[START GIVEN ENTRIES]
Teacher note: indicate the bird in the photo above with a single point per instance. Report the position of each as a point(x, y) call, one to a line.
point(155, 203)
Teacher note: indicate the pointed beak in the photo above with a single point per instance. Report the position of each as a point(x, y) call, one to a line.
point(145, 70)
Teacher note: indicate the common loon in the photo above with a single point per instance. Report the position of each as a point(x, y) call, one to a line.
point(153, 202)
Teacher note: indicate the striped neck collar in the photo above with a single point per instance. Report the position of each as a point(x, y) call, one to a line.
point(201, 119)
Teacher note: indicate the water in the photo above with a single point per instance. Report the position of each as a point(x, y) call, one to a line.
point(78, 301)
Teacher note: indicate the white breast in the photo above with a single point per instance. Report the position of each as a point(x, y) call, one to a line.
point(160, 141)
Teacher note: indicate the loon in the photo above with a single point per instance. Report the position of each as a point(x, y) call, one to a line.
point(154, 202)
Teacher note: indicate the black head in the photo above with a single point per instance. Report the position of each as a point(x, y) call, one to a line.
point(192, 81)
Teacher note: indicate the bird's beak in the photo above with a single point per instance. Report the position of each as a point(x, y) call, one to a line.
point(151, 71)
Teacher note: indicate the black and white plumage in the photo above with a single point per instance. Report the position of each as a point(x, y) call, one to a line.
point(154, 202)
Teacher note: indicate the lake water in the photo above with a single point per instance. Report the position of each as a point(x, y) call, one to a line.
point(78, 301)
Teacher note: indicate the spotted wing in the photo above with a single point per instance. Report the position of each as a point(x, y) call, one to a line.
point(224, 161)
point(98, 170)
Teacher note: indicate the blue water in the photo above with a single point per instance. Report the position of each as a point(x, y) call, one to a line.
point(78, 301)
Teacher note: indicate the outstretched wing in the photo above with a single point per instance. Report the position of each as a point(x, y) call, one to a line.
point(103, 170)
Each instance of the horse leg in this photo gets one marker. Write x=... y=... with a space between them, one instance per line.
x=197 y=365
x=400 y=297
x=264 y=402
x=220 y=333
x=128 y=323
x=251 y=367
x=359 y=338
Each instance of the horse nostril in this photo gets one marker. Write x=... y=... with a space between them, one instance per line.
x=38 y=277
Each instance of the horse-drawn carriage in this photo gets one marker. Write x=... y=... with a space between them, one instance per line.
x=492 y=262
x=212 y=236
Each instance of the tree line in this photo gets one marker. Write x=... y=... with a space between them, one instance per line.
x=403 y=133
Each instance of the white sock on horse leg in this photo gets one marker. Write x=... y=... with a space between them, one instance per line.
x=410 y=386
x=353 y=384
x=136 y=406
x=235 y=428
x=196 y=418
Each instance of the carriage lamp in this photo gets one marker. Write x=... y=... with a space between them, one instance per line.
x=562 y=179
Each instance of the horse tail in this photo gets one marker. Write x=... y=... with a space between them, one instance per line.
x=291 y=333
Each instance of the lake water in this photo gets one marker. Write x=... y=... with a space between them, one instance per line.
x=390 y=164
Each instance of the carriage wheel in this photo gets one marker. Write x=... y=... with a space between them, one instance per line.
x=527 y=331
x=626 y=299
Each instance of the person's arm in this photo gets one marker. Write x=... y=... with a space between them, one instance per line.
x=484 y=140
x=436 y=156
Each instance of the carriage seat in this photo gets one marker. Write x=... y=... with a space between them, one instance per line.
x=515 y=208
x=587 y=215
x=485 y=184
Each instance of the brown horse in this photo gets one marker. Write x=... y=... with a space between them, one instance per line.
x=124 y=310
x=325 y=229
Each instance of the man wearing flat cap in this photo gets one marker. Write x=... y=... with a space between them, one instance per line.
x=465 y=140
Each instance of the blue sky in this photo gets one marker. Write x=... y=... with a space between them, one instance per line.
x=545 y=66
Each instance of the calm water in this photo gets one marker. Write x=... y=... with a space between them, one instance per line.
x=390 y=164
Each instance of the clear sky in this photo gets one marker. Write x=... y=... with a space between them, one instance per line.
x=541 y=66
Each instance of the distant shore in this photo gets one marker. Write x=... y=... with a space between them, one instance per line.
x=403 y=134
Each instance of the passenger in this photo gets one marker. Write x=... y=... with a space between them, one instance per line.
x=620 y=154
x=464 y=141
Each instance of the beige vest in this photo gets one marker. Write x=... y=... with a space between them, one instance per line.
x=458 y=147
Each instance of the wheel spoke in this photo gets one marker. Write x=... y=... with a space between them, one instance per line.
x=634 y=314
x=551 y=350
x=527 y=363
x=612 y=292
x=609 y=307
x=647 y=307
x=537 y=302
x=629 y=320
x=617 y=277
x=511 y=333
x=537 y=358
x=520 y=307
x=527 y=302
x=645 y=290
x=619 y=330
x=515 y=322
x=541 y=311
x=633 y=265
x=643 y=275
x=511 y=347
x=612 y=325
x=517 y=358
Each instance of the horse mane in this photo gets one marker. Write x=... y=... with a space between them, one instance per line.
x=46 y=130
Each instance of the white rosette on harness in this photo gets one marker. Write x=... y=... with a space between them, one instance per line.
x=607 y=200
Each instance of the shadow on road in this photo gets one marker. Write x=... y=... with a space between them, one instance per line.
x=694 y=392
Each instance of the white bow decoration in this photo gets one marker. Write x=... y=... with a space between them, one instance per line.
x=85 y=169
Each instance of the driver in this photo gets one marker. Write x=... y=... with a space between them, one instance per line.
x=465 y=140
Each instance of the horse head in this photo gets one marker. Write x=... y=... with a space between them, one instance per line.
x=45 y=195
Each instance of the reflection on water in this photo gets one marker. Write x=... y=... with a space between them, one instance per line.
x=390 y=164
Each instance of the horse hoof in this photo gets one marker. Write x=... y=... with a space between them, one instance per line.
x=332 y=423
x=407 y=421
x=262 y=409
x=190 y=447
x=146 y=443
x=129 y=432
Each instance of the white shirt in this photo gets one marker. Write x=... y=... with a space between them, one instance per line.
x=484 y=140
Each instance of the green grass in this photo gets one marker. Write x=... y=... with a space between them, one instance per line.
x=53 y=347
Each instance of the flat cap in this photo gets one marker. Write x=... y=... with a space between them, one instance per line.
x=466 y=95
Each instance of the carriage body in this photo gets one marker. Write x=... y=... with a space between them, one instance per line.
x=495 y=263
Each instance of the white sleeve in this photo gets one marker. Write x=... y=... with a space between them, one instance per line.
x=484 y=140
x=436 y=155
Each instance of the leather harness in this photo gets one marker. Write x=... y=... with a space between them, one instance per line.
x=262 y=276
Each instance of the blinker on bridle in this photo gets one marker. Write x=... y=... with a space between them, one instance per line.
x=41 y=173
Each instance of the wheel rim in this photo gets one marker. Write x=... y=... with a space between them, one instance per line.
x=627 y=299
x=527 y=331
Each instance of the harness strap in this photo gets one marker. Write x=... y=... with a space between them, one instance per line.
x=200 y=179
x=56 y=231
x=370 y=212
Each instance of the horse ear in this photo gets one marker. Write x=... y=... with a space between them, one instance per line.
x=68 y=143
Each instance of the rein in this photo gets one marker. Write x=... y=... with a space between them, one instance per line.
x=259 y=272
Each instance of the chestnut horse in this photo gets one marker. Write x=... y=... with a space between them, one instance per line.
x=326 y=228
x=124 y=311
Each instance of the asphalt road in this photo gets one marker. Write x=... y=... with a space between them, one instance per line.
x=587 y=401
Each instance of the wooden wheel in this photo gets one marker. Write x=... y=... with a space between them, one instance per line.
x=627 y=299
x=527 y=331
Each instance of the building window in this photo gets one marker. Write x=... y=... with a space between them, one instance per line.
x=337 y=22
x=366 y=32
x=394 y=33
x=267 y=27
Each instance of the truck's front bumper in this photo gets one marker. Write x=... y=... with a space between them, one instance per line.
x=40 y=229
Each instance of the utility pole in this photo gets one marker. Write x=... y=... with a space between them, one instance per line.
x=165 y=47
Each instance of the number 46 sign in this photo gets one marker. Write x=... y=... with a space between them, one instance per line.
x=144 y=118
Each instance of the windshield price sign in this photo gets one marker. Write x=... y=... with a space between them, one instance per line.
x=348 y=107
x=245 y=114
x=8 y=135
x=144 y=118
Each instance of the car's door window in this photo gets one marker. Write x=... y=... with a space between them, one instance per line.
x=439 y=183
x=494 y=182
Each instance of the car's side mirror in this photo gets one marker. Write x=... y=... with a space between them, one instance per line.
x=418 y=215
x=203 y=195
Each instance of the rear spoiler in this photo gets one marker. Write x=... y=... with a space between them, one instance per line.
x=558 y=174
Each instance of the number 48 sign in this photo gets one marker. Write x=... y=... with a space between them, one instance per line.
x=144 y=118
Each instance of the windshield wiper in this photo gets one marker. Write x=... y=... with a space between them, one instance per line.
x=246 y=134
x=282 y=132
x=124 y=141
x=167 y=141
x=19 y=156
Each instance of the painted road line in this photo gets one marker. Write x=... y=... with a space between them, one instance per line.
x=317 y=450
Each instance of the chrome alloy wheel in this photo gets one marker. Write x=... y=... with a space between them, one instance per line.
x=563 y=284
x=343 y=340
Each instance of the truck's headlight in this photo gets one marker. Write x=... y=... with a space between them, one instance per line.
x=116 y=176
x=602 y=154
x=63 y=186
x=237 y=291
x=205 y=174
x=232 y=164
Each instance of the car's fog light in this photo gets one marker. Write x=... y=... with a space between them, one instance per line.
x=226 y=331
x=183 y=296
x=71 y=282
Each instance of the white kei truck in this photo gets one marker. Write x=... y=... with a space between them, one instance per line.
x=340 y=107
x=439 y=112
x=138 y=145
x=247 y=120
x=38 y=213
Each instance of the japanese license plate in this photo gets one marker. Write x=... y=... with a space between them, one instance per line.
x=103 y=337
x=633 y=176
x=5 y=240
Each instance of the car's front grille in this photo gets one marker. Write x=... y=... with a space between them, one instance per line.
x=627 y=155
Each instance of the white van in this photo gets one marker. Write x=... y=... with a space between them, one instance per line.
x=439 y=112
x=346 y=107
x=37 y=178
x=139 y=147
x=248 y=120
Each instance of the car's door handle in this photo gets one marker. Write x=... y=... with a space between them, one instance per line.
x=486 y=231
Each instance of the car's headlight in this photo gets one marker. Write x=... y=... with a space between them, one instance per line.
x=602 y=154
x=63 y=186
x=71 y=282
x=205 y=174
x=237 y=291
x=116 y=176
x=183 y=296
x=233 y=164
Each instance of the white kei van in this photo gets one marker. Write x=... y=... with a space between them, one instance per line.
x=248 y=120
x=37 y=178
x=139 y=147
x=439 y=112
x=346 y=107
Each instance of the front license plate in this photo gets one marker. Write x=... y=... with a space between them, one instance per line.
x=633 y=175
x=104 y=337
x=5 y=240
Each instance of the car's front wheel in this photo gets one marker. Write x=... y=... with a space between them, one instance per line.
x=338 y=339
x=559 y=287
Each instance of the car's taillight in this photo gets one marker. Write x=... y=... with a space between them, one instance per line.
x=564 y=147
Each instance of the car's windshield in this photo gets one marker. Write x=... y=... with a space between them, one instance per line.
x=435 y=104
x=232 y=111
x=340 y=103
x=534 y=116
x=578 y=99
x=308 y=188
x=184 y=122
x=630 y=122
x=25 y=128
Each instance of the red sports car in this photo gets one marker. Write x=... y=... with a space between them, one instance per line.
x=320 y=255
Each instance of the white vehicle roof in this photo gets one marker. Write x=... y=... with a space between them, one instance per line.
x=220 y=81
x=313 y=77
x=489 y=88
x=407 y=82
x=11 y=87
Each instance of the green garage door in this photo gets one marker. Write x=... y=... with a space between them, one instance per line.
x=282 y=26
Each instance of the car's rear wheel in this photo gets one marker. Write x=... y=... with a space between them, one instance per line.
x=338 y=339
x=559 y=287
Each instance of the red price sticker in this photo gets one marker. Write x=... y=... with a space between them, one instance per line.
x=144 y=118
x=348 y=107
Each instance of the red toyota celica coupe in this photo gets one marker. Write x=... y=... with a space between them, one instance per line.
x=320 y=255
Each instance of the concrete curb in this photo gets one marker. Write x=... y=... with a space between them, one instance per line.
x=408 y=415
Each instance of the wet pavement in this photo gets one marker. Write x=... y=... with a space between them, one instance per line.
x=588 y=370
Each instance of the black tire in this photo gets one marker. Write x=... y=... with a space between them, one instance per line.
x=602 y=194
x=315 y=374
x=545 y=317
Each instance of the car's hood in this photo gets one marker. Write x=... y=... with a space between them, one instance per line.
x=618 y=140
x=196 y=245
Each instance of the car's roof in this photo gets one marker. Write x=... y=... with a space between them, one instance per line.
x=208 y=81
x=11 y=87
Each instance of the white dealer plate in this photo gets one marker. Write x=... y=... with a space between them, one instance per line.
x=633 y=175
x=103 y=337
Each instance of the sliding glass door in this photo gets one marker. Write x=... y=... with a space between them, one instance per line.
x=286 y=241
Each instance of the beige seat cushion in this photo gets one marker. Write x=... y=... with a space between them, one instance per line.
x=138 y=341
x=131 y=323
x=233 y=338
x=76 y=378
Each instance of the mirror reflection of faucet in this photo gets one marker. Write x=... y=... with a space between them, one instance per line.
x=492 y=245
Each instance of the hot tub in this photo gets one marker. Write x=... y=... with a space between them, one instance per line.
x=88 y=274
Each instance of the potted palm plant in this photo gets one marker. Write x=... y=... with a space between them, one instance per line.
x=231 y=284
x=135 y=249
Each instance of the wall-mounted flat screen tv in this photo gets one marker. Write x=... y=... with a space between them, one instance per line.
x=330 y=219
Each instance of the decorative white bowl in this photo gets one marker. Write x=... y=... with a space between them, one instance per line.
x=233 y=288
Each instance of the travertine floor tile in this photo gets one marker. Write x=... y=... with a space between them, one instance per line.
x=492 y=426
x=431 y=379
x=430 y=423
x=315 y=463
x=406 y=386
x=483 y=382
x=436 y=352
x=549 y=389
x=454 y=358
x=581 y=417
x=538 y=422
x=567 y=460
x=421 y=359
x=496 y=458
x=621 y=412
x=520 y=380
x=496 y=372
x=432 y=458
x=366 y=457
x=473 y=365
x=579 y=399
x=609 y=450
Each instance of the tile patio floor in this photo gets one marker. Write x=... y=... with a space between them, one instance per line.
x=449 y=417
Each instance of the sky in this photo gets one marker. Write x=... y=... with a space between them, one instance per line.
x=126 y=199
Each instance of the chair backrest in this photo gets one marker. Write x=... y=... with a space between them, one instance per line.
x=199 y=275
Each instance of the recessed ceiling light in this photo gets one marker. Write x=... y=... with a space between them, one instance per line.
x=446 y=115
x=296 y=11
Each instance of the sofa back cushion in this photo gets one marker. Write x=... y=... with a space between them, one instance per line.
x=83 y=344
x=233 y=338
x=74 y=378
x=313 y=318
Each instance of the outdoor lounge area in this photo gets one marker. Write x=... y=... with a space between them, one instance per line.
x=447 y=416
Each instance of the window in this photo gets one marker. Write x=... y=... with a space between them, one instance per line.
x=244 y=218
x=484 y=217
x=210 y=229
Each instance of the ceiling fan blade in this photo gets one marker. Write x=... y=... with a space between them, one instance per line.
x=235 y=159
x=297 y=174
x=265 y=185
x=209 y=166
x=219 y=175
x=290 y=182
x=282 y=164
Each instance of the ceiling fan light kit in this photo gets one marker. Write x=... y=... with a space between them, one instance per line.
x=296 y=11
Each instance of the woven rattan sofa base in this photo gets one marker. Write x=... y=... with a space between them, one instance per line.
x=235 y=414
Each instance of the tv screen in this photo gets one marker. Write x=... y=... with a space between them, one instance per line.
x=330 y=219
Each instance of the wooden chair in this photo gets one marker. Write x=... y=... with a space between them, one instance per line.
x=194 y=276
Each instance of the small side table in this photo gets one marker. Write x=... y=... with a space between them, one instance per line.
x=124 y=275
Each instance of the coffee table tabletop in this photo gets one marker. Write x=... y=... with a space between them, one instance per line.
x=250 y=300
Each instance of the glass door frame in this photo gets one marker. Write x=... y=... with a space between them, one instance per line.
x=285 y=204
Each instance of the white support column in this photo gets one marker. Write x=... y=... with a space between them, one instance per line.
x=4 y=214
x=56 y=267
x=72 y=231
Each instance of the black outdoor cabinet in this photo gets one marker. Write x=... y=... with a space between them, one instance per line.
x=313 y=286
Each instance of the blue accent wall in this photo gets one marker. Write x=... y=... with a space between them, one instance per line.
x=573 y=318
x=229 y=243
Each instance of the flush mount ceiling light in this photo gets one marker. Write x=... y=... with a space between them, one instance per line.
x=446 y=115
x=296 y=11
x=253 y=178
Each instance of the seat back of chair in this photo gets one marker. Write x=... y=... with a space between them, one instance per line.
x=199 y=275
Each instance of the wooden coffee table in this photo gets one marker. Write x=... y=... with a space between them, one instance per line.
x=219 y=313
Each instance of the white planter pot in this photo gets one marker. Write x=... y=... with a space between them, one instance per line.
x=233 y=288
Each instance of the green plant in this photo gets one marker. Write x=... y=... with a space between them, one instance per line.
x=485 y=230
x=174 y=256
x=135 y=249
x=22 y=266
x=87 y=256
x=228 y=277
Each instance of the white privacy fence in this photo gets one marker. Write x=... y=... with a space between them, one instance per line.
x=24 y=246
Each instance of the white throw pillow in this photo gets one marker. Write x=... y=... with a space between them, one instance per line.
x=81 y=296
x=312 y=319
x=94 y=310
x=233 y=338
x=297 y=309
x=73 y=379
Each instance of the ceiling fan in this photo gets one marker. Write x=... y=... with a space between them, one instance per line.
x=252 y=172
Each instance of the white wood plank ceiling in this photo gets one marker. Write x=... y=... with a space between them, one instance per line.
[END GIVEN ENTRIES]
Quote the lines between the one holding "Each instance of the beige seat" and the one holding "x=609 y=450", inclusive, copying each exactly.

Each instance of the beige seat cushion in this photo gets one marker. Write x=... y=... with a space between them, one instance per line.
x=138 y=341
x=131 y=323
x=233 y=338
x=76 y=378
Each instance of the mirror reflection of faucet in this photo gets one marker. Write x=... y=... with a space between them, one instance per line.
x=492 y=245
Each instance of the hot tub in this photo gets one marker. Write x=... y=... with a space between them, one instance per line.
x=88 y=274
Each instance of the potted palm plant in this photo gets one marker. Write x=... y=... with a space between them, one instance per line.
x=231 y=284
x=135 y=249
Each instance of the wall-mounted flat screen tv in this photo gets one marker. Write x=... y=... with a space between them, one instance per line.
x=330 y=219
Each instance of the decorative white bowl in this photo gets one marker. Write x=... y=... with a space between them, one instance per line.
x=233 y=288
Each instance of the travertine floor tile in this photo gets one marker. Write x=... y=... with a space between them, one instance per line.
x=492 y=426
x=431 y=379
x=430 y=423
x=315 y=463
x=406 y=386
x=483 y=382
x=436 y=352
x=549 y=389
x=454 y=358
x=581 y=417
x=538 y=422
x=567 y=460
x=421 y=359
x=496 y=458
x=621 y=412
x=520 y=380
x=496 y=372
x=432 y=458
x=366 y=457
x=473 y=365
x=579 y=399
x=609 y=450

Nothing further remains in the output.